#### Problem set:
(a) In the coupon analysis, which product category is excluded by the filter before the coupons are counted?
(b) Continue the coupon analysis from its final sentence.

#### Source extract:
....................
To further explore this thought, we should look at which coupons are issued to which household compositions to identify the opportunity at hand.
hh_levels <- c("1 Adult Kids","1 Adult No Kids","2 Adults Kids","2 Adults No Kids")
#Joining coupons issued caused a new batch of households with unknown comps to emerge, so for the sake of integration those had to be filtered out
#separate out the top 5 for each group
issued_top5 <- campaigns %>%
inner_join(coupons, by = "campaign_id") %>%
inner_join(products, by = "product_id") %>%
inner_join(demographics, by = "household_id") %>%
filter(household_comp %in% hh_levels,
!is.na(product_category),
product_category != "COUPON/MISC ITEMS") %>%
count(household_comp, product_category, name = "coupons_issued") %>%
mutate(household_comp = factor(household_comp, levels = hh_levels)) %>%
group_by(household_comp) %>%
slice_max(coupons_issued, n = 5, with_ties = FALSE) %>%
mutate(cat_ord = forcats::fct_reorder(product_category, coupons_issued)) %>%
ungroup()
#This is largely just to force recognition of singular categories
#so the system does not see 2 adults with kids beef as different
#from one adult with kids beef
ggplot(issued_top5,
aes(x = coupons_issued, y = cat_ord, fill = household_comp)) +
geom_col(show.legend = FALSE) +
facet_wrap(~ household_comp, ncol = 2) +
scale_fill_brewer(palette = "Paired") +
labs(
title = "Top 5 Coupons Issued by Household Comp",
x = "Coupons Issued", y = "Product Category"
) +
theme_minimal(base_size = 13)
As we can see from this data, there is a punishing mismatch in
coupons issued to household compositions vs what is redeemed. Despite
the 2 Adults with Kids demographic being the largest consumer of beef
coupons and is far more likely to make further purchases with additional
beef coupons, this demographic is the second lowest recipient of coupons
for beef. Similarly, 1 Adult No Kids receives the second-most makeup
coupons despite not being a particularly remarkable consumer of such,
while 2 adults with kids were shown to be the largest consumer yet again
receive the second-least coupons.
....................
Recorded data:

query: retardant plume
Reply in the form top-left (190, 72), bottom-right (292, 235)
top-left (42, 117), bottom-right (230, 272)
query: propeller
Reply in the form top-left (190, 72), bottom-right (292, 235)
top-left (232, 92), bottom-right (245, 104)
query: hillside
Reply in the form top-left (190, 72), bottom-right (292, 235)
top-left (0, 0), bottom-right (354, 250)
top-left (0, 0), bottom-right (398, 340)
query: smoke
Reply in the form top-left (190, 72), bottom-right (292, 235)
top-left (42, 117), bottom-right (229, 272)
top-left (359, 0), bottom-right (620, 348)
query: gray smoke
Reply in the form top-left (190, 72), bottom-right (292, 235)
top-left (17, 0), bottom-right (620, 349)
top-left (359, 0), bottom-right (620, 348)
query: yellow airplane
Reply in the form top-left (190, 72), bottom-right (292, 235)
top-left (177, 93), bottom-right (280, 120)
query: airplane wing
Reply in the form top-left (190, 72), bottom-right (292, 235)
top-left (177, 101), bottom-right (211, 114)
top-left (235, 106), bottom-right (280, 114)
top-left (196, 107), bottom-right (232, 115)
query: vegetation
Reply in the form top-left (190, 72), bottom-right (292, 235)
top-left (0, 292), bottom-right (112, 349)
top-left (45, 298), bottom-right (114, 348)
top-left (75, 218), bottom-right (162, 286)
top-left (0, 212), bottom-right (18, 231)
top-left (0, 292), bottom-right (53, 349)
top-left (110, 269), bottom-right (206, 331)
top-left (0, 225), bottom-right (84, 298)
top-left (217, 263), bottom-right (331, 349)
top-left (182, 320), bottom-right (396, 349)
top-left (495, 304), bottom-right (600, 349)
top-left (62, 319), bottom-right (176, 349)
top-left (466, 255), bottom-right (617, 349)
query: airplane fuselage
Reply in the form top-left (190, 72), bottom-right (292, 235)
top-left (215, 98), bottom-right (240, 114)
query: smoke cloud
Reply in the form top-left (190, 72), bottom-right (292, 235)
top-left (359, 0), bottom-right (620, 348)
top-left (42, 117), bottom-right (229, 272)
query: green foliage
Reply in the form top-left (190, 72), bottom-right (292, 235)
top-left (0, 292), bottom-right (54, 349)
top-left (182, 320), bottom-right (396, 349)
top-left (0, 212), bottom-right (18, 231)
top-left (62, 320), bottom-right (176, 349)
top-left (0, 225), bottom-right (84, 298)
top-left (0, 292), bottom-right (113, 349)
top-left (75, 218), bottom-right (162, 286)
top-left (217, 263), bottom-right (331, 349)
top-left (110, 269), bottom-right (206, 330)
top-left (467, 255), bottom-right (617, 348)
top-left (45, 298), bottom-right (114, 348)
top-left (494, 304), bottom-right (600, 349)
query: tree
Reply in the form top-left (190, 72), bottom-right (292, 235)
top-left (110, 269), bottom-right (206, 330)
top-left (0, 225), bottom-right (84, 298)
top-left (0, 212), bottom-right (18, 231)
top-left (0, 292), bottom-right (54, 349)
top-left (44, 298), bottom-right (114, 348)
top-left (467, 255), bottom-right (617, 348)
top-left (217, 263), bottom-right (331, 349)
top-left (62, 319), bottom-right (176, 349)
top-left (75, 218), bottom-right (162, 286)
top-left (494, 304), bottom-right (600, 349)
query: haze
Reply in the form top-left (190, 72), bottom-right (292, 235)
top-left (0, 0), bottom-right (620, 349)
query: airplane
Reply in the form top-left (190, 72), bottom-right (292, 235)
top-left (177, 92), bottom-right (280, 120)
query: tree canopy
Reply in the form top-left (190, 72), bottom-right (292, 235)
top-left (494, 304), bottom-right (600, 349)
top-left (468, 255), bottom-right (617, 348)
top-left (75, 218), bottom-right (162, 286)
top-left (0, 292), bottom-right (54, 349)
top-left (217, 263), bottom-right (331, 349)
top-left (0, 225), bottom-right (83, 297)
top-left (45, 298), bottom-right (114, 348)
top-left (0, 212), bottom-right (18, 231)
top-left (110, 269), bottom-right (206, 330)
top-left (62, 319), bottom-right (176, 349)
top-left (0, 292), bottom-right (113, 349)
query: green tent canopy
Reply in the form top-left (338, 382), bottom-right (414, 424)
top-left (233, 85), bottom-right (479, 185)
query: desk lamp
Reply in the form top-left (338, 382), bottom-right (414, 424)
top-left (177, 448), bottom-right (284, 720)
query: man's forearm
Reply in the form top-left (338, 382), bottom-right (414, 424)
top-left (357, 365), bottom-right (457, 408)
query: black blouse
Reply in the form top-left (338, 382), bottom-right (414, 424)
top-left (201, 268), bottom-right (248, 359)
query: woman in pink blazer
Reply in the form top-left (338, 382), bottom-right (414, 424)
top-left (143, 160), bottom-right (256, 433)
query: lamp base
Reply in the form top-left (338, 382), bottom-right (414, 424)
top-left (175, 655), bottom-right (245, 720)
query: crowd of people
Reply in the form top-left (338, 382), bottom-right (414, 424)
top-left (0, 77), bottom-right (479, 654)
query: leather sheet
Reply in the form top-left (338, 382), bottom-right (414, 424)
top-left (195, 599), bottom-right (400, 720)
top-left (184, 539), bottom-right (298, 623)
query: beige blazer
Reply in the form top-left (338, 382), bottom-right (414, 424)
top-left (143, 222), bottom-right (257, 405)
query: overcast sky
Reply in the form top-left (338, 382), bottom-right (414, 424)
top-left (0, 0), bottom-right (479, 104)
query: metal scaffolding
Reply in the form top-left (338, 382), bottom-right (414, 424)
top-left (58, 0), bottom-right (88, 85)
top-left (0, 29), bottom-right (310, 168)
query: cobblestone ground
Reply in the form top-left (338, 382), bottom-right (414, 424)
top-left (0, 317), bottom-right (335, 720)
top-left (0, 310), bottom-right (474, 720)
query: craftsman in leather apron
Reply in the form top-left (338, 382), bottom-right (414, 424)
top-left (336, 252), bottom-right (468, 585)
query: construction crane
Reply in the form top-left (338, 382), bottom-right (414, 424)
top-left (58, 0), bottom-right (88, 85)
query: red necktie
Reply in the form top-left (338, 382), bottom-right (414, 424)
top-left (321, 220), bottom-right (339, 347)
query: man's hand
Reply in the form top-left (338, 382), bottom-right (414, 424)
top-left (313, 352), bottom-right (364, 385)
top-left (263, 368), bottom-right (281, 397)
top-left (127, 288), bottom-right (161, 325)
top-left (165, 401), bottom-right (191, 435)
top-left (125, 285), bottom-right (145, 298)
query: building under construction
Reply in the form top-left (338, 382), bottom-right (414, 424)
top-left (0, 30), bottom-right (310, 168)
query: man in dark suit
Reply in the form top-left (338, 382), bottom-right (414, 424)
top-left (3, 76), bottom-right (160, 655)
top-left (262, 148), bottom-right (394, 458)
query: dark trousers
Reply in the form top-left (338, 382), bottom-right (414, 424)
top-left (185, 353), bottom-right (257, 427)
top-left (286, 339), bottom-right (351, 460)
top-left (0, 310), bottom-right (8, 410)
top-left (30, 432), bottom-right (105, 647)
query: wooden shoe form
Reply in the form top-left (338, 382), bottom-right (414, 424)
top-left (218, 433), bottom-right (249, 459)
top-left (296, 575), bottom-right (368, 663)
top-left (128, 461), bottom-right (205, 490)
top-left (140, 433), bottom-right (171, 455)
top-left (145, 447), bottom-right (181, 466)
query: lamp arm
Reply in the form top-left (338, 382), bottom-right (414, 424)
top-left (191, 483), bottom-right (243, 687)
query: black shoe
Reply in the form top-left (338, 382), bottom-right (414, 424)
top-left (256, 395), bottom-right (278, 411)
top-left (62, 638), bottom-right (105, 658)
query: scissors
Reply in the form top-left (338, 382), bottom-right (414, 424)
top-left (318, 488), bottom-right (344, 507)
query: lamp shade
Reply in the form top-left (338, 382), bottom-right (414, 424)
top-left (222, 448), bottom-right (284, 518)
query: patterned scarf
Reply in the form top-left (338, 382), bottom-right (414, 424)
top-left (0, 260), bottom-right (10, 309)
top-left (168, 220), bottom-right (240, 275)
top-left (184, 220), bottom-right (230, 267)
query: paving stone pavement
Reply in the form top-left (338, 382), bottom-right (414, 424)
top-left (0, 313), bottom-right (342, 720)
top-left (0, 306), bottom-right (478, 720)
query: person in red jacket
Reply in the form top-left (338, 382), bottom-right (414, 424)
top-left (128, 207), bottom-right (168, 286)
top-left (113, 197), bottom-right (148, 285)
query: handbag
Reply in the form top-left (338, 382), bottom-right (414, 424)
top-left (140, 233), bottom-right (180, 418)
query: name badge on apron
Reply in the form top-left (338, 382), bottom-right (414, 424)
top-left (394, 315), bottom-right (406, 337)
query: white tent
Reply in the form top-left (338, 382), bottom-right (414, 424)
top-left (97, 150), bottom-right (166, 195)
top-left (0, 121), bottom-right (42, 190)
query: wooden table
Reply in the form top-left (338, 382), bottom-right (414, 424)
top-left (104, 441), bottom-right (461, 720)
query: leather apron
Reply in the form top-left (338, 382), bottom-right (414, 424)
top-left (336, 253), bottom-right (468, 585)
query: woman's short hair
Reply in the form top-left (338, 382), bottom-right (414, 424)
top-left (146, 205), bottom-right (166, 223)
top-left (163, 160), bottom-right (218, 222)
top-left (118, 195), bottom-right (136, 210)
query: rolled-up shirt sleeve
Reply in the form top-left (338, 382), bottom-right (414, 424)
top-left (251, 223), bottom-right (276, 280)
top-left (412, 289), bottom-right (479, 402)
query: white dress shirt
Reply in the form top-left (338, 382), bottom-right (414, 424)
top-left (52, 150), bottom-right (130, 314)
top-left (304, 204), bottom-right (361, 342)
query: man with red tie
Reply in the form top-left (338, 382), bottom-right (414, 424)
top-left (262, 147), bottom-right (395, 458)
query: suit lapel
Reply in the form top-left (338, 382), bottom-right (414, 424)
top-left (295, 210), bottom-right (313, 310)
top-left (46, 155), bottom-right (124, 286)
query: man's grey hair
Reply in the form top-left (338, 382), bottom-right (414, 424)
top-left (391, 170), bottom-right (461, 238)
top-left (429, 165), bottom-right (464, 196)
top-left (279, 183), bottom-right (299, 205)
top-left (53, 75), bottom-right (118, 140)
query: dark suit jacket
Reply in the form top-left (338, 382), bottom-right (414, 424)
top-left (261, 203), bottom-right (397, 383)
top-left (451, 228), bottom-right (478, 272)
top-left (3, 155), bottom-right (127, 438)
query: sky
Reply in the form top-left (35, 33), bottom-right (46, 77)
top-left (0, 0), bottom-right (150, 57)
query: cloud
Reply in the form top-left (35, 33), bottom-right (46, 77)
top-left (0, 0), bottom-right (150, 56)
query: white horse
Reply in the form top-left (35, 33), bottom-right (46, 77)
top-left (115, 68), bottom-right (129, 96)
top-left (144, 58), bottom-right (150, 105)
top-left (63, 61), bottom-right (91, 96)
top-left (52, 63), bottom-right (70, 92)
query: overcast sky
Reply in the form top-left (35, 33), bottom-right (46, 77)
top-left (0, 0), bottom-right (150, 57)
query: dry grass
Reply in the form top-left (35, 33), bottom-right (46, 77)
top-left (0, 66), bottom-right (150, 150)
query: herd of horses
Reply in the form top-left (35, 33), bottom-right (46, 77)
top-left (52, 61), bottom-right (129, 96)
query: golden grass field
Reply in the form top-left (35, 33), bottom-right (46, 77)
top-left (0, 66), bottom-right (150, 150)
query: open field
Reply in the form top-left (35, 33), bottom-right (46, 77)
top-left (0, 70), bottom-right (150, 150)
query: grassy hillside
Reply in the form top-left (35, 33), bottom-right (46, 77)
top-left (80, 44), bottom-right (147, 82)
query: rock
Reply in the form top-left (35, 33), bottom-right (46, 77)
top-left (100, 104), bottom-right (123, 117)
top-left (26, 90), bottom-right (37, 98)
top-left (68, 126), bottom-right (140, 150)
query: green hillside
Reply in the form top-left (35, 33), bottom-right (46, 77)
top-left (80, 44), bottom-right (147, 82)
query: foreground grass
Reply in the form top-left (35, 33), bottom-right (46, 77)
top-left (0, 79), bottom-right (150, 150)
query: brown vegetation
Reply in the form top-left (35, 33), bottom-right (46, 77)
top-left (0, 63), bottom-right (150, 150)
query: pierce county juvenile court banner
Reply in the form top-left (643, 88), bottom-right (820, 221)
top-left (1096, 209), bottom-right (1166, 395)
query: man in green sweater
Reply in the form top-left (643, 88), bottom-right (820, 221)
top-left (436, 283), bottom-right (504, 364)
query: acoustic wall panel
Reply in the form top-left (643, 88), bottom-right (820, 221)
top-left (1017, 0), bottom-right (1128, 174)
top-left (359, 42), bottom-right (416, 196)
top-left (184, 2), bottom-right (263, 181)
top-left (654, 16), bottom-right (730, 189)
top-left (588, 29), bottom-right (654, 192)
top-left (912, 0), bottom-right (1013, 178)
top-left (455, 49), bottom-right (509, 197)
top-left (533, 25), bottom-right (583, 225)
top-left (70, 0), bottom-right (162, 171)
....................
#### Answers to the exercise:
(a) COUPON/MISC ITEMS

(b)
Also worth noting is that despite soft drinks being a staple among
all four demographics’ highest sales value for purchases, coupons for
such items are not in their top issued or used. It would be worth
examining if the issuing of slight coupons for such an already
profitable category could potentially stimulate significant returns, as
even a five percent increase in soft drink sales would rank it above
beef for overall champion of the product categories for sales
value.
Thus, it is my recommendation that Regork invests more focus into
couponing these mentioned categories, as currently a great deal of
surplus is being left on the table and profits are going untapped. By
focusing on which demographic consumes which products with or without
coupons, and targeting coupons to stimulate sales of a product the
consumer already wants to buy, more product can be moved at great
benefit to Regork.
Worth particular consideration are the dual-adult households, as
both those with and without kids have significantly more disposable
income and are thus more inclined to add-on, luxury, or even frivolous
purchases. This is reflected in the data in that these two demographics
were the only ones to significantly make use of coupons for luxury items
like makeup and both made more than double the sales value of single
adult with kids households for both makeup and hair care products. Where
there is more available income to spend is worth considering for bonus
coupons for additional purchases.